— WHAT TO DO —
1. Translate this sentence from the article on Egypt's swine flu pig cull into Spanish: "Further precautionary measures such as the launch of an awareness campaign and increasing production of protective masks would also be taken, he said."
2. Please continue the article on Egypt's swine flu pig cull, picking up after its final paragraph.

— TEXT PROVIDED —
------------------------------
Egyptian Christians riot after swine flu cull
(Nasser Nouri/AP)
Egyptian farmers block the streets to prevent health ministry vehicles getting past to carry out the mass-slaughter of swine
Egyptian leaders ordered the slaughter of hundreds of thousands of pigs today to help protect against swine flu, prompting angry protests from the poor Christian farmers who feed their animals with a country's food scraps. The decision was also criticised as a "real mistake" by a senior UN food expert.
The Arab world's most populous nation has been been badly hit by the H5N1 bird flu virus in recent years and the move to cull up to 400,000 pigs - seen by Muslims as unclean animals - was designed to calm fears of an impending pandemic.
But it left Egypt's large Coptic Christian minority up in arms, especially the slum-dwelling "Zebaleen" rubbish collectors who rely on the hogs for their livelihood. Scores of them blocked the streets and stoned the vehicles of Health Ministry workers as they arrived to carry out the government's order at pig farms on the outskirts of Cario this afternoon.
“Our pigs are healthy. They are our capital and they have no diseases,” said Adel Ishak, who feeds his pigs from the rubbish he collects in Manshiet Nasser, northeast of Cairo.
"We remind Hosni Mubarak that we are all Egyptians. Where does he want us to go?” added 46-year-old Gergis Faris, another pig farmer. “We are uneducated people, just living day by day and trying to make a living, and now if our pigs are taken from us without compensation, how are we supposed to live?”
The decison to cull the pigs was announced by Hatem al-Gabali, the Health Minister, after a meeting with President Mubarak. “It has been ordered to immediately begin the slaughter of all herds of pigs in Egypt,” he told reporters.
Mr al-Gabali said slaughterhouses were to begin the culling process immediately at the fastest rate possible. Further precautionary measures such as the launch of an awareness campaign and increasing production of protective masks would also be taken, he said.
------------------------------
— INFORMATION GIVEN —
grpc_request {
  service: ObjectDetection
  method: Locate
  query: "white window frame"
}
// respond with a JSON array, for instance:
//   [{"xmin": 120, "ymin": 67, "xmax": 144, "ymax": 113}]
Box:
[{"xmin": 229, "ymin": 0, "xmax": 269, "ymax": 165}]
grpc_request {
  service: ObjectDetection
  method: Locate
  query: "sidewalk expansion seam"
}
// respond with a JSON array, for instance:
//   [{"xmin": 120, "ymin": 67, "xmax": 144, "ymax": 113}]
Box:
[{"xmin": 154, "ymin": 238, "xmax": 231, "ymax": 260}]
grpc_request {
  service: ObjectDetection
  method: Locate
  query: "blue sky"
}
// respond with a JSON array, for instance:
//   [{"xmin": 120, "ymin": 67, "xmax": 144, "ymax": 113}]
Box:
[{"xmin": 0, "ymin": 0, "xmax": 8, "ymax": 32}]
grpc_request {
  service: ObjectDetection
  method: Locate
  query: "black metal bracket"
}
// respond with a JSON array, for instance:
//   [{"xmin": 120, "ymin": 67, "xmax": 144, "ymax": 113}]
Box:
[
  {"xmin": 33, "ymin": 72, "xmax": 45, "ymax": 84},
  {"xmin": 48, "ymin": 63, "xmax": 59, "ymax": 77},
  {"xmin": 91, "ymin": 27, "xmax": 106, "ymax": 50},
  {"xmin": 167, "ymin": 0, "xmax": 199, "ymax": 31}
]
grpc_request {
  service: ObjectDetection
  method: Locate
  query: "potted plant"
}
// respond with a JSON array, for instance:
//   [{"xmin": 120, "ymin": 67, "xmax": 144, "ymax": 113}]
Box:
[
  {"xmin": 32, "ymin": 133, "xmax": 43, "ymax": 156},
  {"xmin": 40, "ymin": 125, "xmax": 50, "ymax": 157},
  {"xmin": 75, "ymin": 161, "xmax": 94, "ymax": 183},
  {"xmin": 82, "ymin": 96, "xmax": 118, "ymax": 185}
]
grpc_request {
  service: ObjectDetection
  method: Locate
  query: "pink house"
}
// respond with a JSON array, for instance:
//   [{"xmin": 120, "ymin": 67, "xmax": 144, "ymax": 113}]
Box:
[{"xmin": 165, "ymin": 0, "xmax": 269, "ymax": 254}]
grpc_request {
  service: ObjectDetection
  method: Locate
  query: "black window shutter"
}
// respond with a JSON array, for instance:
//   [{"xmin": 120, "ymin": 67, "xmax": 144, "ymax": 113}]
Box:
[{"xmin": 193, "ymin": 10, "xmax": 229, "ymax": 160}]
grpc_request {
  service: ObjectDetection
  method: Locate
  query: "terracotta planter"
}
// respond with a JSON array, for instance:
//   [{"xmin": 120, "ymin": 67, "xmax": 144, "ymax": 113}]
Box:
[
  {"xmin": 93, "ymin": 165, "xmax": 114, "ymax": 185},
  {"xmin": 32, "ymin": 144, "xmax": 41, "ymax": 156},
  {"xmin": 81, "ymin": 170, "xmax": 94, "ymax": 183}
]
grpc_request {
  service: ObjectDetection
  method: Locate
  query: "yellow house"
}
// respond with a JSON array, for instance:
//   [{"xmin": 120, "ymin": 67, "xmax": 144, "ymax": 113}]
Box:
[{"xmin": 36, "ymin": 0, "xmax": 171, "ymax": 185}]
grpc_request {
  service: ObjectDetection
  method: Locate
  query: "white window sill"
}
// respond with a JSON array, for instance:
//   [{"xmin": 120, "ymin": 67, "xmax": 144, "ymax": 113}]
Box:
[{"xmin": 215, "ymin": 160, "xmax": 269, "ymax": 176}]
------------------------------
— RESULTS OF THE TASKS —
1. También se tomarían otras medidas de precaución, como el lanzamiento de una campaña de concienciación y el aumento de la producción de mascarillas protectoras, dijo.

2.
Magdy Rady, a Cabinet spokesman, put the number of pigs that could be culled at between 300,000 and 400,000. “If you see the conditions of the swine farms in Egypt, they are not healthy at all. They are hazards in themselves, even without the swine flu. That’s why people are really getting afraid,” he told the Reuters news agency, even before the decision was taken.
Officials said that the farmers would be offered compensation of 1,000 Egyptian pounds (£120) per pig but there seemed to be little confidence that the money would ever materialise.
Mr Ishak said that his community receives 6,000 tonnes of organic rubbish every day, but if the pigs die there will be nowhere to put the waste. “What is the use of compensation? It will feed us only for several months, what then?" he asked.
Egypt has not had any confirmed cases of swine flu yet but government experts fear a pandemic flu strain could spread quickly through the country because most of its roughly 80 million people live in the densely packed Nile Valley, many in crowded slums in and around Cairo.
The World Health Organisation has repeatedly said, however, that the newly mutated H1N1 virus is not found in pigs - although the animals can be the vessels for the "genetic reassortment" that produces new strains - and that pork meat is safe to eat.
Joseph Domenech, chief veterinary office with the UN Food and Agriculture Officer in Rome, said the Egyptian order was "a real mistake".
"There is no reason to do that. It’s not a swine influenza, it’s a human influenza,” he said.